[Exercise description]: Repeat each entry in full, exactly.

[Given information]:
+++

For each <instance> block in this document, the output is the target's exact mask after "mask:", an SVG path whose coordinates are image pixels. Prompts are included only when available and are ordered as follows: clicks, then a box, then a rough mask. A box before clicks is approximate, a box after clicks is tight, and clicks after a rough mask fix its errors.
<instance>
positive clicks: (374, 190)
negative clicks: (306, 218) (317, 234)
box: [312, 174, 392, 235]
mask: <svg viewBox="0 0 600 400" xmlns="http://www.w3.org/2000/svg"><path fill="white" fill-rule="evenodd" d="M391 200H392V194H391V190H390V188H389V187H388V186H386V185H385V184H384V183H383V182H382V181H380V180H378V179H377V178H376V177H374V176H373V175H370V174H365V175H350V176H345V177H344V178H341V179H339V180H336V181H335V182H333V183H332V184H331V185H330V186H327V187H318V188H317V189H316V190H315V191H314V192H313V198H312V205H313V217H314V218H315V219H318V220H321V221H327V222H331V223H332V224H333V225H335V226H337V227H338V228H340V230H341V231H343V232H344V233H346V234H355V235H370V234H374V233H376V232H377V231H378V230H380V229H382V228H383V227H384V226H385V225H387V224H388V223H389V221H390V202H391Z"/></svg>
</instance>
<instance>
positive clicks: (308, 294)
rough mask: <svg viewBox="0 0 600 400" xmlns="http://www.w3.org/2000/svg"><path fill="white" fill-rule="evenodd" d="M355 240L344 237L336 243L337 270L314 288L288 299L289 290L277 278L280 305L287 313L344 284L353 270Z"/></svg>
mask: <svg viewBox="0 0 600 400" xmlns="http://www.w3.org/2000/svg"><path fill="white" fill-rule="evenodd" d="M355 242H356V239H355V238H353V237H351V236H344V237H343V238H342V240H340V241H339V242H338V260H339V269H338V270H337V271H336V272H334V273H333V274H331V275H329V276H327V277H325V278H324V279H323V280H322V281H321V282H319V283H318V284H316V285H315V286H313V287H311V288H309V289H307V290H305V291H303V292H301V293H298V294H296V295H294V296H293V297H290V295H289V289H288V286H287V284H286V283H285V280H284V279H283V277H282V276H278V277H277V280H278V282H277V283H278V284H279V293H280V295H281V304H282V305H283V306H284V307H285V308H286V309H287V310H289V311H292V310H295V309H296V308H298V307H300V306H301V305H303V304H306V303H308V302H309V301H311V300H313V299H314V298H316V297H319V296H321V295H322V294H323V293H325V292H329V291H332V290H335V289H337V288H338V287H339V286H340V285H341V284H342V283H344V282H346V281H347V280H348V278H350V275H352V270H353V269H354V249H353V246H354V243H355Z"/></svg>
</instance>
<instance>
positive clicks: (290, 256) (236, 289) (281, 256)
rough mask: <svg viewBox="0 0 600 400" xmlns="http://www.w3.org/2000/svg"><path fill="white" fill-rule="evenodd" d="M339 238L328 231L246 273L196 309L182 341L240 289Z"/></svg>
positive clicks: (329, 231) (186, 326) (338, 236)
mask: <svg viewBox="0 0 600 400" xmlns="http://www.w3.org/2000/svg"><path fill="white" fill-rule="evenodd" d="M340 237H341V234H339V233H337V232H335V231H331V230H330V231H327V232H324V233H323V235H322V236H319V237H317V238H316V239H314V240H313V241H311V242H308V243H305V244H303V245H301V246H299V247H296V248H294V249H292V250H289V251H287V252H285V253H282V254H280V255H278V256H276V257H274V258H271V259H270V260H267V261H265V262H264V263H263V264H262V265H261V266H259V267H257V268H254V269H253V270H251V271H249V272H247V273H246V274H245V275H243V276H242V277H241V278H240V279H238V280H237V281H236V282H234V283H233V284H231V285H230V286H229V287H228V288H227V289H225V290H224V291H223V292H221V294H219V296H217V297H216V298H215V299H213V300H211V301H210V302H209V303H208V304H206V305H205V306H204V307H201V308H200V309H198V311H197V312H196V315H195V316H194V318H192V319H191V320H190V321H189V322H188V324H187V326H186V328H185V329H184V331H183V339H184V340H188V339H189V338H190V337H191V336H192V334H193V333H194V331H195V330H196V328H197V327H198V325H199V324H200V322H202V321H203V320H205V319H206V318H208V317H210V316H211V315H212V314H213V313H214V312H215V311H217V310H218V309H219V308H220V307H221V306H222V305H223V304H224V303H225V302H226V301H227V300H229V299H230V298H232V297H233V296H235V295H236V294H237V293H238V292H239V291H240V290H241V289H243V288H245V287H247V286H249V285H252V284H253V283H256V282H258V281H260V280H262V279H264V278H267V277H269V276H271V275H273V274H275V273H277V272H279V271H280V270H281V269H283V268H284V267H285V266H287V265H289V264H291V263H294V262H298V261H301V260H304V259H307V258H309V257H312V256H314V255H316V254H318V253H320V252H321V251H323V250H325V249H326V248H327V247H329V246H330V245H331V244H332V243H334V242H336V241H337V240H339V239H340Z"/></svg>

+++

[Solved problem]:
For each <instance> block in this document, the output is the target's exact mask after "mask:", an SVG path whose coordinates are image pixels. Prompts are included only when available and are ordered as follows: clicks, then a box, then a rough mask. A box before clicks is approximate, a box after clicks is tight, and clicks after a rough mask fix its errors.
<instance>
positive clicks: (374, 190)
negative clicks: (306, 218) (317, 234)
box: [312, 174, 392, 235]
mask: <svg viewBox="0 0 600 400" xmlns="http://www.w3.org/2000/svg"><path fill="white" fill-rule="evenodd" d="M391 200H392V194H391V190H390V188H389V187H388V186H386V185H385V184H384V183H383V182H382V181H380V180H378V179H377V178H376V177H374V176H373V175H370V174H365V175H350V176H345V177H344V178H341V179H339V180H336V181H335V182H333V183H332V184H331V185H330V186H327V187H318V188H317V189H316V190H315V191H314V192H313V198H312V205H313V217H314V218H315V219H318V220H321V221H327V222H331V223H332V224H333V225H335V226H337V227H338V228H340V230H341V231H343V232H344V233H346V234H355V235H370V234H374V233H376V232H377V231H378V230H380V229H382V228H383V227H384V226H385V225H387V224H388V223H389V221H390V202H391Z"/></svg>
</instance>
<instance>
positive clicks: (308, 294)
rough mask: <svg viewBox="0 0 600 400" xmlns="http://www.w3.org/2000/svg"><path fill="white" fill-rule="evenodd" d="M355 240L344 237L336 243L337 270L314 288L288 299L289 290L277 278L280 305L287 313L344 284L353 270Z"/></svg>
mask: <svg viewBox="0 0 600 400" xmlns="http://www.w3.org/2000/svg"><path fill="white" fill-rule="evenodd" d="M355 242H356V239H355V238H353V237H351V236H344V237H343V238H342V240H340V241H339V242H338V260H339V269H338V270H337V271H336V272H334V273H333V274H331V275H329V276H327V277H325V278H324V279H323V280H322V281H321V282H319V283H318V284H316V285H315V286H313V287H311V288H309V289H307V290H305V291H303V292H301V293H298V294H296V295H294V296H293V297H290V295H289V289H288V286H287V284H286V283H285V280H284V279H283V277H282V276H278V277H277V280H278V282H277V283H278V284H279V293H280V295H281V304H282V305H283V306H284V307H285V308H286V309H287V310H289V311H292V310H295V309H296V308H298V307H300V306H301V305H303V304H306V303H308V302H309V301H311V300H313V299H314V298H316V297H319V296H321V295H322V294H323V293H325V292H329V291H332V290H335V289H337V288H338V287H339V286H340V285H341V284H342V283H344V282H346V281H347V280H348V278H350V275H352V270H353V269H354V249H353V246H354V243H355Z"/></svg>
</instance>
<instance>
positive clicks: (290, 256) (236, 289) (281, 256)
rough mask: <svg viewBox="0 0 600 400" xmlns="http://www.w3.org/2000/svg"><path fill="white" fill-rule="evenodd" d="M339 238L328 231L246 273L196 309L182 341L240 289Z"/></svg>
positive clicks: (329, 231) (186, 326) (338, 236)
mask: <svg viewBox="0 0 600 400" xmlns="http://www.w3.org/2000/svg"><path fill="white" fill-rule="evenodd" d="M340 237H341V234H339V233H337V232H335V231H331V230H330V231H327V232H324V233H323V235H322V236H319V237H317V238H316V239H314V240H313V241H311V242H308V243H305V244H303V245H301V246H299V247H296V248H294V249H292V250H289V251H287V252H285V253H282V254H280V255H278V256H276V257H274V258H271V259H270V260H267V261H265V262H264V263H263V264H262V265H261V266H259V267H257V268H254V269H253V270H251V271H249V272H247V273H246V274H245V275H243V276H242V277H241V278H240V279H238V280H237V281H236V282H234V283H233V284H231V285H230V286H229V287H228V288H227V289H225V290H224V291H223V292H221V294H219V296H217V297H216V298H215V299H213V300H211V301H210V302H209V303H208V304H206V305H205V306H204V307H201V308H200V309H198V311H197V312H196V315H195V316H194V318H192V319H191V320H190V321H189V322H188V324H187V326H186V328H185V329H184V331H183V339H184V340H188V339H189V338H190V337H191V336H192V334H193V333H194V331H195V330H196V328H197V327H198V325H199V324H200V322H202V321H203V320H205V319H206V318H208V317H210V316H211V315H212V314H213V313H214V312H215V311H217V310H218V309H219V308H220V307H221V306H222V305H223V304H224V303H225V302H226V301H227V300H229V299H230V298H232V297H233V296H235V295H236V294H237V293H238V292H239V291H240V290H241V289H243V288H245V287H247V286H249V285H252V284H253V283H256V282H258V281H260V280H262V279H264V278H267V277H269V276H271V275H273V274H275V273H277V272H279V271H280V270H281V269H283V268H284V267H285V266H287V265H289V264H291V263H294V262H298V261H301V260H304V259H307V258H309V257H312V256H314V255H316V254H318V253H320V252H321V251H323V250H325V249H326V248H327V247H329V246H330V245H331V244H332V243H334V242H336V241H337V240H339V239H340Z"/></svg>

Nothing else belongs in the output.